Segmentation dataset excerpts
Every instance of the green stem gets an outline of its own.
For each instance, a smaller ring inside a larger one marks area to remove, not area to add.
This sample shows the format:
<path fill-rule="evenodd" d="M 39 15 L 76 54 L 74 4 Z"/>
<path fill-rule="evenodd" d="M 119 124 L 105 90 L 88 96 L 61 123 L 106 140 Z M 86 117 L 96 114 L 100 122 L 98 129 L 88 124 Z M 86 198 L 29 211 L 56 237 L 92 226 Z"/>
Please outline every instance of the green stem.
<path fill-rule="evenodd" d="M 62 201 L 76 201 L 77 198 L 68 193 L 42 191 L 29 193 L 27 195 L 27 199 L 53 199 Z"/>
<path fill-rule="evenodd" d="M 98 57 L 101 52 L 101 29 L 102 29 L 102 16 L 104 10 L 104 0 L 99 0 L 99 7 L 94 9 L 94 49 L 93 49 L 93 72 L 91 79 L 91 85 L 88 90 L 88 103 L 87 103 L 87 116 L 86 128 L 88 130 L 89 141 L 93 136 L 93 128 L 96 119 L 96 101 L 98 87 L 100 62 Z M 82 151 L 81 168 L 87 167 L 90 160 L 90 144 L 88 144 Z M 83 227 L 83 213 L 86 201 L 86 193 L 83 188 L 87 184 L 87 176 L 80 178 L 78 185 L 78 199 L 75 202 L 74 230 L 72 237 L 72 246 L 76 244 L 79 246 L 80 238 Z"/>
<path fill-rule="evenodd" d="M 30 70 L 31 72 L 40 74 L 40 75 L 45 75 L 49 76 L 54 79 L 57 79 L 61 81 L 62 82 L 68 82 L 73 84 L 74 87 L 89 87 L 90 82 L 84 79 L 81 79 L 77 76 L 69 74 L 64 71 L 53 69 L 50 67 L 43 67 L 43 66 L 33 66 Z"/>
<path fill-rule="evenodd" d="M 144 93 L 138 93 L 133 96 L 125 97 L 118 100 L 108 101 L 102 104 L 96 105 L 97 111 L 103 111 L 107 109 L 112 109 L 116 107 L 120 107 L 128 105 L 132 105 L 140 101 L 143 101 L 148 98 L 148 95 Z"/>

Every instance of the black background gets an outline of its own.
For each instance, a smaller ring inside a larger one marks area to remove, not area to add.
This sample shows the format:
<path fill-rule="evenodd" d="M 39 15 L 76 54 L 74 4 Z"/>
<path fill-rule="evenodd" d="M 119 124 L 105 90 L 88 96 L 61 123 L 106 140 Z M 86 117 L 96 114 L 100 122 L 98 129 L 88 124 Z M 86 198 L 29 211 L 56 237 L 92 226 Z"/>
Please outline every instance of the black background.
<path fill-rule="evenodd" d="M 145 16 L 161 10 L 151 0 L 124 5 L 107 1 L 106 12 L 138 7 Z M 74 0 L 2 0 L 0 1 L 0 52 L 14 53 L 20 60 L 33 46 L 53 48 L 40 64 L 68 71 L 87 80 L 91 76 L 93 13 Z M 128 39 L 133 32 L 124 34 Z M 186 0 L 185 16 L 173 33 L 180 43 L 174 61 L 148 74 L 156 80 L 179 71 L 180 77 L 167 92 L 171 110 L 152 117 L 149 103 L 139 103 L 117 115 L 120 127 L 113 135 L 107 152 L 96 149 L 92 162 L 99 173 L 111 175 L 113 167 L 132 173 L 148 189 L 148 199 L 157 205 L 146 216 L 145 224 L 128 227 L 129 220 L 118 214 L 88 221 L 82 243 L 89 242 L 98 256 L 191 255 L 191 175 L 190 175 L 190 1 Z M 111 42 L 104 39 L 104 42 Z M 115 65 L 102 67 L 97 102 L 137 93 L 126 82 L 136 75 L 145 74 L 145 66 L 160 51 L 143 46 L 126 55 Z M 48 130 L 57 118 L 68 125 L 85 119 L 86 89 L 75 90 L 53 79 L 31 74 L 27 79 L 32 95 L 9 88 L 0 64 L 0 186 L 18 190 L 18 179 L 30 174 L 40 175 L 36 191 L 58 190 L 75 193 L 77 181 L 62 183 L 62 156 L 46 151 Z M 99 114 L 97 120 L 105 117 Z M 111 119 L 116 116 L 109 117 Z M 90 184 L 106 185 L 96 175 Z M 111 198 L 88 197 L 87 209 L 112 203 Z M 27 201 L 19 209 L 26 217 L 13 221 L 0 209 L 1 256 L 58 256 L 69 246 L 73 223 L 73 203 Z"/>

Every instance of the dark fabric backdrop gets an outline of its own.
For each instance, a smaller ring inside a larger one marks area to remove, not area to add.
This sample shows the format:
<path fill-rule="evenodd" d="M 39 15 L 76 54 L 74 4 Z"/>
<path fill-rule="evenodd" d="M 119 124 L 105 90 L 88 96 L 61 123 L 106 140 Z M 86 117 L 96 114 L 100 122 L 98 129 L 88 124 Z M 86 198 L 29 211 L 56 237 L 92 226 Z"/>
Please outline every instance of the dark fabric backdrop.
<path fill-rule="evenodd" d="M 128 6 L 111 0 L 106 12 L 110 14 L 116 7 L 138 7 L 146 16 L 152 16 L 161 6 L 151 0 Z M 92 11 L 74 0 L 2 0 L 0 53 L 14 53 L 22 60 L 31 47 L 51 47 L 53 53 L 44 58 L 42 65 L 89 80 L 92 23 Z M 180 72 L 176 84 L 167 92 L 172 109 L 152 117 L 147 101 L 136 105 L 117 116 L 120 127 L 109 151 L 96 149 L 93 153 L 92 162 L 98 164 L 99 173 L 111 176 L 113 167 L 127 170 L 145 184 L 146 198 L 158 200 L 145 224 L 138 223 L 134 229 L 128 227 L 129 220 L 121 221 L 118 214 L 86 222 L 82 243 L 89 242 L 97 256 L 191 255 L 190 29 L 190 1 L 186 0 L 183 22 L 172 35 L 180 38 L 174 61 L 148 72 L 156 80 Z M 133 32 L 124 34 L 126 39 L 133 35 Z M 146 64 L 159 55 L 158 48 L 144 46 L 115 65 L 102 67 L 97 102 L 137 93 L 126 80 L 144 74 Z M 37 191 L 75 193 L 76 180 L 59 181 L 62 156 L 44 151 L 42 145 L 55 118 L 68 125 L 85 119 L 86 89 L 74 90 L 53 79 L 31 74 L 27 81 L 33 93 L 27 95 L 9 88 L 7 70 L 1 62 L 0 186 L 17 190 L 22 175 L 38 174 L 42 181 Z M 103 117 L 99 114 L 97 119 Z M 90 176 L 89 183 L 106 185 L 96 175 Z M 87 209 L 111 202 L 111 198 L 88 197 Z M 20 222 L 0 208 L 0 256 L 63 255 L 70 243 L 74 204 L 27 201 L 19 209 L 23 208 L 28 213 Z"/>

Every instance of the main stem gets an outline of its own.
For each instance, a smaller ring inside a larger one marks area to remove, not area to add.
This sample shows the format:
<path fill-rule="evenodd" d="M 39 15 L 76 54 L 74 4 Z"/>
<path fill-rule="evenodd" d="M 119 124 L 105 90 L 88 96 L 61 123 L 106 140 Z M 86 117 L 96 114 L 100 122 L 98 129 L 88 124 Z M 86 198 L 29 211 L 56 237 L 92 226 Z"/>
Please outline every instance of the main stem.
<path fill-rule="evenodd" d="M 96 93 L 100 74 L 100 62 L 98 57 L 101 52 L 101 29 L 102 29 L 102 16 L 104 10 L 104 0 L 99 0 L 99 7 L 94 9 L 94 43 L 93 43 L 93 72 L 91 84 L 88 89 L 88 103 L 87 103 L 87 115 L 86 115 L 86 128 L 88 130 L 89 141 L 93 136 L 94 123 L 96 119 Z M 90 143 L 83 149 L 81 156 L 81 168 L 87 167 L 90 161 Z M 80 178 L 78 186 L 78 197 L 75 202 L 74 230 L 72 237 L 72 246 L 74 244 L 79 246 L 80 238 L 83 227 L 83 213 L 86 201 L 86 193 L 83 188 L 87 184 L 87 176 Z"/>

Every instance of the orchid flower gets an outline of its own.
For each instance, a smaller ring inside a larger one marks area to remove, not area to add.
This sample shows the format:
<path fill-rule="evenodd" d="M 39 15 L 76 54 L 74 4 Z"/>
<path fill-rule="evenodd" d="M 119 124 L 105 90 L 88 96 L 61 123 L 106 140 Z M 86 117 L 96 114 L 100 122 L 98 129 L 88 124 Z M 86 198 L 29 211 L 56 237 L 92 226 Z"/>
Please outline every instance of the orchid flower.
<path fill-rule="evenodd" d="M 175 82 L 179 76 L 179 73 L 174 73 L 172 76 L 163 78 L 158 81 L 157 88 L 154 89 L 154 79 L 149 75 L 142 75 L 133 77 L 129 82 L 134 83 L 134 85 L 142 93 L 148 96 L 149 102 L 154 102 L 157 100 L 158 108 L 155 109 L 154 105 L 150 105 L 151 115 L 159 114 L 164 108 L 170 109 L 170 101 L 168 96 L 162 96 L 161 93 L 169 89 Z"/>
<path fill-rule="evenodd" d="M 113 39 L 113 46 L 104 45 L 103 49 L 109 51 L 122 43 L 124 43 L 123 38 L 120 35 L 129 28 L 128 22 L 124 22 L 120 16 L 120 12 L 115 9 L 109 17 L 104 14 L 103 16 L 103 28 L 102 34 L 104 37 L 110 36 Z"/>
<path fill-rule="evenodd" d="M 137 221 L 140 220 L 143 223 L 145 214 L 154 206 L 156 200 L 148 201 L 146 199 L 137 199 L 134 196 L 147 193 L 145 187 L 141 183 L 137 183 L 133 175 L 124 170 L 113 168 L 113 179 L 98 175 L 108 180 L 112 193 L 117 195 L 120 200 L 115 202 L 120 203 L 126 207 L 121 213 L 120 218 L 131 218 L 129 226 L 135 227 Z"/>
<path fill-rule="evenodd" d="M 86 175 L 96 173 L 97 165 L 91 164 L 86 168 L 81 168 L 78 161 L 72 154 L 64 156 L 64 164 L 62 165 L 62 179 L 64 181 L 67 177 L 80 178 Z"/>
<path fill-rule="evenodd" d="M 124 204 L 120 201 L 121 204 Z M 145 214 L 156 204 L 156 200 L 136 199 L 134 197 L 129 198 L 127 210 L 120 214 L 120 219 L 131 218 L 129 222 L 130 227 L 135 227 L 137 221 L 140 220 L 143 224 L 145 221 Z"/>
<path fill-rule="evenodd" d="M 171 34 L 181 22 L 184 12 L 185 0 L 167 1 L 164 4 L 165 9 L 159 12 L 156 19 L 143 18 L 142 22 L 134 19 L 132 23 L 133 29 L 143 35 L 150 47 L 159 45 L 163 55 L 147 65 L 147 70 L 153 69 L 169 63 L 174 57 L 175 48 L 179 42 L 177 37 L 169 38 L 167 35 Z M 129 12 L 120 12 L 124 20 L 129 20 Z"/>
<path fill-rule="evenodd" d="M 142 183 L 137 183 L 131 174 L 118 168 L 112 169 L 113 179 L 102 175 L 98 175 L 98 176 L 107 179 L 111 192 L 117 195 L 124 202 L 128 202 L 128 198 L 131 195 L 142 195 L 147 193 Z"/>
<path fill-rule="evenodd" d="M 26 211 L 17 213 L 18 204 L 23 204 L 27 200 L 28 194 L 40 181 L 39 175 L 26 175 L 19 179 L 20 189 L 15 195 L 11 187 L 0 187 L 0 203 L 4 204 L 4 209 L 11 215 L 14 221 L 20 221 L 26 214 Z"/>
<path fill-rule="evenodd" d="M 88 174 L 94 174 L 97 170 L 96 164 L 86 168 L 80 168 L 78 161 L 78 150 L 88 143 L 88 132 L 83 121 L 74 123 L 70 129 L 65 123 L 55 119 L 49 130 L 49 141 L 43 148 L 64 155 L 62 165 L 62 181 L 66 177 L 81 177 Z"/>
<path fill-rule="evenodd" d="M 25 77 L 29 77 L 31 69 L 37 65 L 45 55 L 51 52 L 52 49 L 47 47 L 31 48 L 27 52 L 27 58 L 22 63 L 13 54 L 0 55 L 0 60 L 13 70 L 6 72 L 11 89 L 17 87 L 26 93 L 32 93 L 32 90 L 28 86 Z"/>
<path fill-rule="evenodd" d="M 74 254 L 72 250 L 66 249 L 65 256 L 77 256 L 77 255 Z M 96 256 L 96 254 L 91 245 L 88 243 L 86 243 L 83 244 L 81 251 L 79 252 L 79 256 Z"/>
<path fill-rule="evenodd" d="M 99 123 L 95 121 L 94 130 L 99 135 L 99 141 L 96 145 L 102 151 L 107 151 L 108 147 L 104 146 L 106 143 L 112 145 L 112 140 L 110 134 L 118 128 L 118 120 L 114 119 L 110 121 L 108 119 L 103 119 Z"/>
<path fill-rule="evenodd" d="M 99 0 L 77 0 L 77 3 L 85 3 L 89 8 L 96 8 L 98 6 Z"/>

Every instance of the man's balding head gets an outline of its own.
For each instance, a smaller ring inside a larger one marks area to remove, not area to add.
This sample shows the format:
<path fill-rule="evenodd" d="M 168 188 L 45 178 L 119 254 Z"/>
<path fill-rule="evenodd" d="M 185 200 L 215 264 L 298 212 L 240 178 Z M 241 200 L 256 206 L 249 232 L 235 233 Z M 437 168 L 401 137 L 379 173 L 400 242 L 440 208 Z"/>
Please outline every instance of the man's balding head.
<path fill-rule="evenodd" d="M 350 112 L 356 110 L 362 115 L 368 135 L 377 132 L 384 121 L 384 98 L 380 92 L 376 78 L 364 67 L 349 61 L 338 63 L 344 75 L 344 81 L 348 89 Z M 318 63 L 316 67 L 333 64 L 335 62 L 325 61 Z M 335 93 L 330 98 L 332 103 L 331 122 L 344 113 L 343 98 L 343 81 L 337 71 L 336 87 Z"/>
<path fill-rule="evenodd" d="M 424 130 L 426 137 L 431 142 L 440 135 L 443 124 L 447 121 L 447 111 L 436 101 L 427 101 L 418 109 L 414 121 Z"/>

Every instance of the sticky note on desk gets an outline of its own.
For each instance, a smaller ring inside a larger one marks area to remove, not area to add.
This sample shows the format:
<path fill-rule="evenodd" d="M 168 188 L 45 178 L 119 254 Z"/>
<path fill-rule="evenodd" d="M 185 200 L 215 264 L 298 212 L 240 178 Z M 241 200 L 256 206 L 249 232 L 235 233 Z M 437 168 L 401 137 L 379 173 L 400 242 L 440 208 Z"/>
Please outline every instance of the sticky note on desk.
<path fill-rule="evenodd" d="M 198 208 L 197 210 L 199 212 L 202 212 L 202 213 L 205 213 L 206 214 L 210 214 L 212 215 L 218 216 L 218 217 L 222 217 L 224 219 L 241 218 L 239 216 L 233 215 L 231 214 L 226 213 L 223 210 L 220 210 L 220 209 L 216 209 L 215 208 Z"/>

> _EXERCISE DESCRIPTION_
Reproduce the lines of the listing between the line holding "Every instance of the man's balding head gets" and the line holding "Please outline every instance of the man's", inclusive.

> _FINAL RESULT_
Every instance of the man's balding head gets an outline of its own.
For each instance, a smaller ring inside a larger one marks area to remove, not area to add.
This sample shows the format:
<path fill-rule="evenodd" d="M 168 188 L 45 178 L 119 254 Z"/>
<path fill-rule="evenodd" d="M 185 200 L 215 264 L 298 212 L 240 178 Z M 241 200 L 256 206 L 249 232 L 235 233 Z M 437 168 L 401 137 L 379 173 L 400 242 L 440 208 Z"/>
Please outline every instance of the man's balding head.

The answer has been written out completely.